+++ Data listing

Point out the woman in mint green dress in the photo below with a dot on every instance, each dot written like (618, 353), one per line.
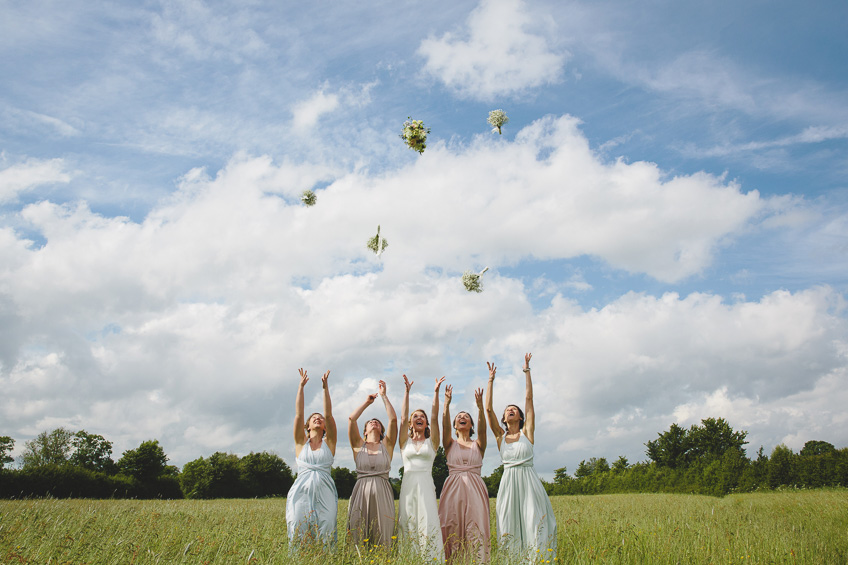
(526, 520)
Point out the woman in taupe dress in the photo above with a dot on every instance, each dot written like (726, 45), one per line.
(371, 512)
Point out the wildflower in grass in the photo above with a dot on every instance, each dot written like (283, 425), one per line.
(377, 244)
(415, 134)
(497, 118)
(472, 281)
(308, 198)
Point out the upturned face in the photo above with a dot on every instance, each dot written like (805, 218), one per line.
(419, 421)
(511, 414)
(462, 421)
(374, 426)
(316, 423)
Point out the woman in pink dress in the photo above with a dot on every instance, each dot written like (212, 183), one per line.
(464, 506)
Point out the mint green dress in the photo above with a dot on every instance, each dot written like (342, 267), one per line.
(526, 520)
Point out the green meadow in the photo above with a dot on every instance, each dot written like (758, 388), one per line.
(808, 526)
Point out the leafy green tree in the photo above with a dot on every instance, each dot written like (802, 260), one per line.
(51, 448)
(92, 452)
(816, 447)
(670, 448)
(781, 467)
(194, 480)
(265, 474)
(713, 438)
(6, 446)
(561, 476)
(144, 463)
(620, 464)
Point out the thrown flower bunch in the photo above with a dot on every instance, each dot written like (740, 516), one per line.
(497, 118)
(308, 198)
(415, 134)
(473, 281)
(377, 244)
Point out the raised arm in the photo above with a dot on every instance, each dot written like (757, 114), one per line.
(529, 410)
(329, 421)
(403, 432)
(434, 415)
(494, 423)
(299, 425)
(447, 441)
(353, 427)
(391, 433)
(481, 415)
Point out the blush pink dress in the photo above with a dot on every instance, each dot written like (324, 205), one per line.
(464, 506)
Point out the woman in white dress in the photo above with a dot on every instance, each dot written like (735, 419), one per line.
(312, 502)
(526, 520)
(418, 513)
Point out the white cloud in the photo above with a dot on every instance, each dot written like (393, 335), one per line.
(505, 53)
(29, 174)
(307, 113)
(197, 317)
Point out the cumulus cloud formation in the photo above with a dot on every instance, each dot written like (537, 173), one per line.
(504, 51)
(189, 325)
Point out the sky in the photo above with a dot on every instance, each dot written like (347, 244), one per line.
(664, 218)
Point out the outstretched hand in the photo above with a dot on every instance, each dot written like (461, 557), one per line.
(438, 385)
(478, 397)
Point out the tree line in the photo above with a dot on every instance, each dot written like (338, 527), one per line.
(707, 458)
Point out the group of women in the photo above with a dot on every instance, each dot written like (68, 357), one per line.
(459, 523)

++++++
+++ Data listing

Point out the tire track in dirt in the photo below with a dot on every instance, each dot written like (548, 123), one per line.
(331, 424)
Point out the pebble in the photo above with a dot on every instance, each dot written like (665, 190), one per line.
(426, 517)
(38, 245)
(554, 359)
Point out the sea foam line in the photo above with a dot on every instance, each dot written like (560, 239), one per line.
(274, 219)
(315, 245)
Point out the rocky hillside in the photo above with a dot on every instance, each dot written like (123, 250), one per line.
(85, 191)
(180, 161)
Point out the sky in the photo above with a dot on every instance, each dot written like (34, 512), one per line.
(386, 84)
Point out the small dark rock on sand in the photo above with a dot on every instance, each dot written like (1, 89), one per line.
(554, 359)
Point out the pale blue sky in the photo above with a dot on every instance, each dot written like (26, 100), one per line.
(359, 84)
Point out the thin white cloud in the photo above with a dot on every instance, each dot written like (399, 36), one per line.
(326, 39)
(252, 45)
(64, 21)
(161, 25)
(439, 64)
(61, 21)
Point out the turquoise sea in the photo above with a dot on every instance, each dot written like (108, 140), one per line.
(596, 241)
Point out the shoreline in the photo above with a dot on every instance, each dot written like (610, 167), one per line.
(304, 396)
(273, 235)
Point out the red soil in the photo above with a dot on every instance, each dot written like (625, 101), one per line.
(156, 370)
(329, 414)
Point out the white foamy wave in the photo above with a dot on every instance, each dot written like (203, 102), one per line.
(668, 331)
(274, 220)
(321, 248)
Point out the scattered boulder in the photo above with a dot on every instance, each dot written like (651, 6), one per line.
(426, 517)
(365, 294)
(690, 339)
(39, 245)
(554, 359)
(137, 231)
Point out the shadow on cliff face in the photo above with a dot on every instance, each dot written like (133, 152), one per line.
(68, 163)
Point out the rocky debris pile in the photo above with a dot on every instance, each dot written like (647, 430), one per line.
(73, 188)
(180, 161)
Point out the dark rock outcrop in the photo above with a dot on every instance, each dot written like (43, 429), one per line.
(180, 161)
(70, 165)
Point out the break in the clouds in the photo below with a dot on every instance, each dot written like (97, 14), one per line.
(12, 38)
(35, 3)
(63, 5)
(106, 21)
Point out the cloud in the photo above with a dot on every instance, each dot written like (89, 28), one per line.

++++++

Work required
Show every line of the data above that contains the word "tree", treating uppercase and lowercase as distinct.

Output of the task
Point out the leafy green tree in the photo above with a dot on every instance, each dot written like (802, 260), one per line.
Point out the tree line in the photo above with a dot on every instance, each dot written like (338, 527), one per line.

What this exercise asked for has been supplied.